#### Given text ####
After discovering a batch of old photos of his childhood Jonathan Sharp decided to create a new work focusing on the period between 1970 and 1977. Simon Tucker reviews.

Nostalgia can be a ropey path to follow for a musician. It can create albums that create a fake Britain in the minds of its authors and their fans. Nostalgia can blend into nationalism and right now we as an island are seeped in the spitting rhetoric of those that want us to return to a non-existent past with the most crass example being those smothering the news and social media sites with this skewed view that World War II was somehow this great event where the UK showed “its strength” and did all, apparently, on our own. An imagined past also gives us the work of Pete Doherty so you can see why it is so risky. Yet here we are, trawling through the sonically reconstructed memories of Jonathan Sharp and thankfully we’re not presented with plastic images of coastal towns and an all-singing and all-dancing fake faced Brit. Instead what we get are the abstract and honest testimony of someone going through their mental library, triggered by finding a load of old photos of himself as a child.

Jonathan Sharp is a child of the seventies and this project focuses on the years 1970-1977 when he would split his time between his parents houses (Sharp’s mum lived in Cumbria whilst his dad lived in London) and what you get a real sense of when listening to this album is that whilst there were many moments of happiness during this period there was also a sense of confusions and of seeking for his true identity as a human.
####
# Given request 1:
Turn the entries, from their first line down to the line containing "Give the mask of the <item>microphone</item>.", into a Markdown table with the columns Row and Line, leaving out blank lines and pictures.
The review and the entries have no connection to each other.
#### Material provided ####
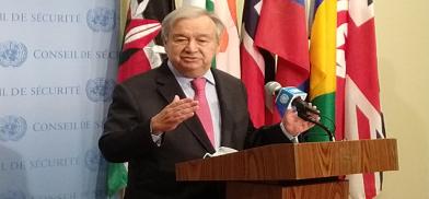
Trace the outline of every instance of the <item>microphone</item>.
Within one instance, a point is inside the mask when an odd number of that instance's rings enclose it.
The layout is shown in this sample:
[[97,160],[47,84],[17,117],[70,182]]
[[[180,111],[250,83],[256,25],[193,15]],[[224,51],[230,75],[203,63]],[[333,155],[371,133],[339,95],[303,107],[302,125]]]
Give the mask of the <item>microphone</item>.
[[[280,117],[292,106],[297,108],[298,116],[306,121],[313,122],[326,131],[331,141],[335,141],[334,133],[323,124],[312,119],[309,113],[321,116],[321,113],[310,103],[305,102],[306,93],[297,87],[281,87],[280,83],[271,81],[265,84],[266,95],[276,96],[276,107]],[[267,96],[266,96],[267,97]]]
[[306,93],[297,87],[281,87],[280,83],[271,81],[265,84],[265,91],[269,95],[277,96],[275,104],[279,110],[280,117],[282,117],[286,110],[290,109],[292,106],[303,116],[306,116],[308,113],[320,115],[316,108],[305,102]]

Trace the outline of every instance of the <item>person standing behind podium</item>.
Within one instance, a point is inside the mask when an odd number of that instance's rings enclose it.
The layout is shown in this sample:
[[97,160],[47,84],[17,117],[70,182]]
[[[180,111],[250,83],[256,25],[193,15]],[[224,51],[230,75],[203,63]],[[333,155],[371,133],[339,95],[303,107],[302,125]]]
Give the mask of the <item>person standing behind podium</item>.
[[[291,142],[313,126],[294,110],[279,125],[253,126],[243,83],[210,68],[222,31],[219,17],[206,10],[173,11],[162,22],[167,60],[115,87],[98,145],[107,161],[128,162],[125,198],[223,198],[218,183],[176,182],[175,163],[219,147]],[[195,79],[205,84],[202,93],[195,91]],[[202,95],[205,102],[194,99]]]

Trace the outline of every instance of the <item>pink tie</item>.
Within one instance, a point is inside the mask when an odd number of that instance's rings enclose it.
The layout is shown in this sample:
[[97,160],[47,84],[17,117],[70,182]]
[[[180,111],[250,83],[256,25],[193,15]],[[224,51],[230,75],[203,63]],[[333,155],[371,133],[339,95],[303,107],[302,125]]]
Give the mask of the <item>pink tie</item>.
[[196,78],[192,81],[192,84],[195,91],[194,98],[198,101],[198,106],[199,106],[197,110],[197,116],[201,121],[202,127],[210,139],[211,144],[215,145],[213,122],[211,120],[210,107],[206,98],[206,79]]

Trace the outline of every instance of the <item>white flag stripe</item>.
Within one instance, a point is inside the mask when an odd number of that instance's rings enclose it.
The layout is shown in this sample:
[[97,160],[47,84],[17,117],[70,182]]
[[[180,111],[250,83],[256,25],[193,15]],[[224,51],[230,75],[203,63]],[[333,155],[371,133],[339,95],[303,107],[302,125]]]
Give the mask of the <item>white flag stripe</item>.
[[216,68],[240,79],[240,37],[227,0],[218,0],[215,2],[215,13],[225,25],[228,34],[228,46],[224,51],[219,51],[216,56]]
[[353,174],[346,177],[349,180],[349,197],[352,199],[366,199],[363,175]]
[[147,25],[140,25],[135,28],[131,28],[127,35],[125,36],[125,43],[131,43],[136,39],[142,38],[155,31],[159,31],[161,28],[161,25],[159,23],[156,24],[147,24]]
[[358,113],[359,108],[368,118],[370,125],[370,138],[376,139],[379,132],[380,138],[384,138],[382,119],[374,106],[368,101],[364,94],[359,90],[358,85],[346,77],[346,138],[349,140],[359,140]]
[[[248,55],[252,56],[253,60],[255,60],[256,65],[258,66],[260,73],[265,77],[265,61],[264,57],[259,54],[259,51],[255,48],[253,38],[247,34],[247,32],[244,28],[244,23],[243,23],[243,46],[248,52]],[[268,103],[269,104],[269,103]]]
[[143,12],[146,8],[148,7],[149,0],[143,0],[140,2],[140,4],[137,7],[136,12],[134,13],[135,17],[144,17]]

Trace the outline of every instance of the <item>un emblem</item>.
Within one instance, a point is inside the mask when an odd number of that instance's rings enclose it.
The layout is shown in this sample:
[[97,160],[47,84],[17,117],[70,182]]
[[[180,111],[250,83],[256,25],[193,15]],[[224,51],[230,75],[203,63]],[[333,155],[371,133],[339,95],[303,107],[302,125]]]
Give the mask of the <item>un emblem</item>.
[[0,140],[19,141],[26,132],[27,125],[20,116],[0,117]]
[[25,194],[21,190],[8,190],[0,194],[1,199],[25,199]]
[[0,65],[3,67],[20,67],[27,58],[24,44],[8,40],[0,43]]
[[103,166],[105,164],[104,159],[101,157],[98,149],[88,150],[85,153],[85,166],[88,169],[95,172],[98,166]]
[[112,97],[115,81],[97,78],[88,80],[86,82],[86,96],[92,102],[107,102]]
[[86,24],[94,32],[108,32],[115,27],[115,11],[95,8],[86,12]]

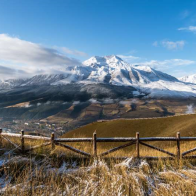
####
# Given request 2:
Return the album review word for word.

# Final result 1:
| Row | Line |
|---|---|
| 1 | Trace the outline of every instance of the <item>microphone</item>. |
| 2 | Within one instance, a point is inside the mask when an odd number of that instance's rings enclose it. |
| 3 | The layout is shown in this sample: |
| 4 | [[97,160],[47,84],[17,117],[70,182]] |
| 5 | [[[180,111],[250,83],[256,25],[193,15]],[[224,51],[230,75],[203,63]],[[333,155],[371,133],[339,95],[303,107],[302,125]]] |
| 6 | Give the mask of the <item>microphone</item>. |

# Final result 2:
After discovering a batch of old photos of his childhood Jonathan Sharp decided to create a new work focusing on the period between 1970 and 1977. Simon Tucker reviews.

Nostalgia can be a ropey path to follow for a musician. It can create albums that create a fake Britain in the minds of its authors and their fans. Nostalgia can blend into nationalism and right now we as an island are seeped in the spitting rhetoric of those that want us to return to a non-existent past with the most crass example being those smothering the news and social media sites with this skewed view that World War II was somehow this great event where the UK showed “its strength” and did all, apparently, on our own. An imagined past also gives us the work of Pete Doherty so you can see why it is so risky. Yet here we are, trawling through the sonically reconstructed memories of Jonathan Sharp and thankfully we’re not presented with plastic images of coastal towns and an all-singing and all-dancing fake faced Brit. Instead what we get are the abstract and honest testimony of someone going through their mental library, triggered by finding a load of old photos of himself as a child.

Jonathan Sharp is a child of the seventies and this project focuses on the years 1970-1977 when he would split his time between his parents houses (Sharp’s mum lived in Cumbria whilst his dad lived in London) and what you get a real sense of when listening to this album is that whilst there were many moments of happiness during this period there was also a sense of confusions and of seeking for his true identity as a human.